Output the data exactly, with every line intact.

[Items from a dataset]
----------------

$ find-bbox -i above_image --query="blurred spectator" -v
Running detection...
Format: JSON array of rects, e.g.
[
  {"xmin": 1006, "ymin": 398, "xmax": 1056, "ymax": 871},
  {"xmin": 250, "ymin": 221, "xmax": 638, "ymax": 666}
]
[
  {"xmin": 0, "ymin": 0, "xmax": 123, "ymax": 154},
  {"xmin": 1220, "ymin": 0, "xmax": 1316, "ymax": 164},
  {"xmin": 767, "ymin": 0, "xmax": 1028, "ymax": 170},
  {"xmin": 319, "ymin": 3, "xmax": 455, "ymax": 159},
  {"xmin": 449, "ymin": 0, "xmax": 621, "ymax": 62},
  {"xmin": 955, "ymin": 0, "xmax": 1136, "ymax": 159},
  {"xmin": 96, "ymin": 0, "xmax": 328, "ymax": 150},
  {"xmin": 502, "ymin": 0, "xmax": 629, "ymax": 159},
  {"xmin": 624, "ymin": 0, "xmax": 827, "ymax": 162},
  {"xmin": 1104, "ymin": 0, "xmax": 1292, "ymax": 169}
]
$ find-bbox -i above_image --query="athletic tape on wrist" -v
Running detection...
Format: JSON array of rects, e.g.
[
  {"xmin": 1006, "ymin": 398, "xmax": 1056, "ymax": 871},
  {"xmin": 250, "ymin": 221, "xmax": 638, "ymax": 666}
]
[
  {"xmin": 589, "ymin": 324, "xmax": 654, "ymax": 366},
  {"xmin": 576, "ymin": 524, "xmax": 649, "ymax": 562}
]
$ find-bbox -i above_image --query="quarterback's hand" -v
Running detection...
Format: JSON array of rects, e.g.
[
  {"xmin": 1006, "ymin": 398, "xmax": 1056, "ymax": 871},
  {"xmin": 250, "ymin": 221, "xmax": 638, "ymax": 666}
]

----------------

_RESULT OF THE EXERCISE_
$ find-bbox -i above_image --query="blurred spectator" -v
Running detection...
Format: JSON array of rects, e.g.
[
  {"xmin": 1006, "ymin": 398, "xmax": 1056, "ymax": 871},
  {"xmin": 250, "ymin": 221, "xmax": 638, "ymax": 666}
]
[
  {"xmin": 0, "ymin": 0, "xmax": 123, "ymax": 154},
  {"xmin": 1220, "ymin": 0, "xmax": 1316, "ymax": 164},
  {"xmin": 767, "ymin": 0, "xmax": 1028, "ymax": 170},
  {"xmin": 319, "ymin": 3, "xmax": 455, "ymax": 159},
  {"xmin": 449, "ymin": 0, "xmax": 621, "ymax": 62},
  {"xmin": 955, "ymin": 0, "xmax": 1136, "ymax": 159},
  {"xmin": 96, "ymin": 0, "xmax": 328, "ymax": 150},
  {"xmin": 502, "ymin": 0, "xmax": 629, "ymax": 159},
  {"xmin": 624, "ymin": 0, "xmax": 827, "ymax": 162},
  {"xmin": 1104, "ymin": 0, "xmax": 1292, "ymax": 169}
]
$ find-bbox -i above_image --query="athletic tape on wrist" -v
Running detection...
Format: JSON array of rects, e.g.
[
  {"xmin": 1006, "ymin": 398, "xmax": 1056, "ymax": 871},
  {"xmin": 250, "ymin": 221, "xmax": 638, "ymax": 666}
]
[
  {"xmin": 589, "ymin": 324, "xmax": 654, "ymax": 366},
  {"xmin": 576, "ymin": 524, "xmax": 649, "ymax": 562}
]
$ find-bbox -i above_image --query="quarterback's hand" -v
Running detection...
Format: JSON array of rects, e.g.
[
  {"xmin": 1006, "ymin": 398, "xmax": 1056, "ymax": 871},
  {"xmin": 250, "ymin": 221, "xmax": 638, "ymax": 666}
]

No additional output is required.